[Photo object pointing records]
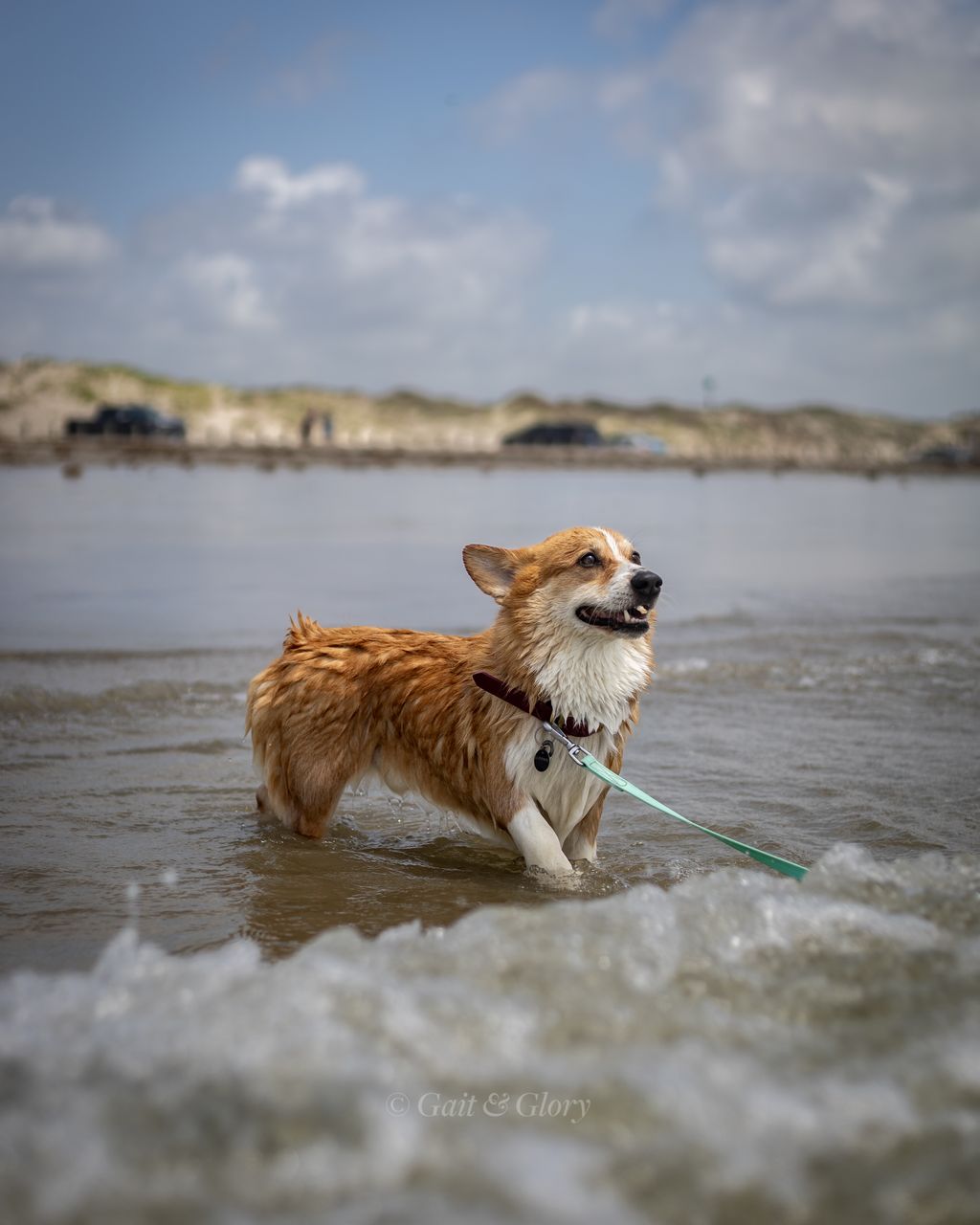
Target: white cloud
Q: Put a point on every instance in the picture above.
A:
(302, 275)
(226, 288)
(33, 235)
(270, 178)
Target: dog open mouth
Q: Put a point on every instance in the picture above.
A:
(633, 620)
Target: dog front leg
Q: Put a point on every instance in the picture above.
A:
(581, 842)
(537, 840)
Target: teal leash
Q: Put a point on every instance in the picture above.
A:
(585, 758)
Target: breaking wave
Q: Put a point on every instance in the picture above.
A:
(735, 1049)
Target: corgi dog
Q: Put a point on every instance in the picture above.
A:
(572, 638)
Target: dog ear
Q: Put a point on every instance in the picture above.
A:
(491, 569)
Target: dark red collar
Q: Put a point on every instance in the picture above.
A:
(542, 711)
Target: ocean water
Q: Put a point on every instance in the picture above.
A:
(204, 1017)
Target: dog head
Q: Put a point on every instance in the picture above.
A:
(590, 582)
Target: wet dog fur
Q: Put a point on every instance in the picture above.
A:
(573, 628)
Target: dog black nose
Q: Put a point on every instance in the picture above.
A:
(647, 585)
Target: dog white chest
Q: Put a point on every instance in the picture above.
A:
(564, 791)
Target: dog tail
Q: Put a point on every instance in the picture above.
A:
(301, 630)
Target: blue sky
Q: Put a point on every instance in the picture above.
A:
(613, 197)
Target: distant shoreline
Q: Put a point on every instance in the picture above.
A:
(292, 425)
(75, 455)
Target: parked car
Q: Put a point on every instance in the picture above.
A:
(556, 434)
(127, 420)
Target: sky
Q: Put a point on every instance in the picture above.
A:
(617, 197)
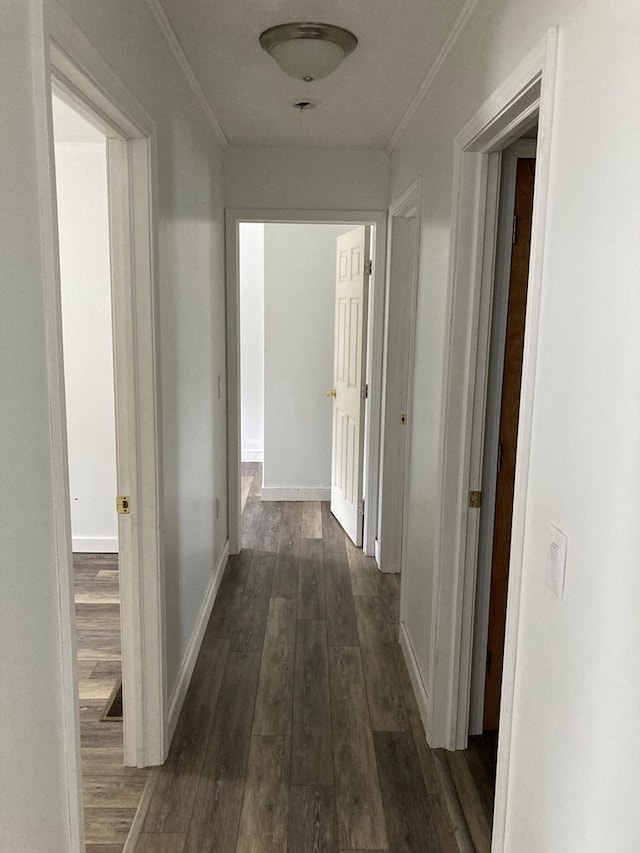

SET TASK:
State how many of the lines above contain the string "white", treating uppercase and lowercase as different. Give only the number.

FINAL RESULT:
2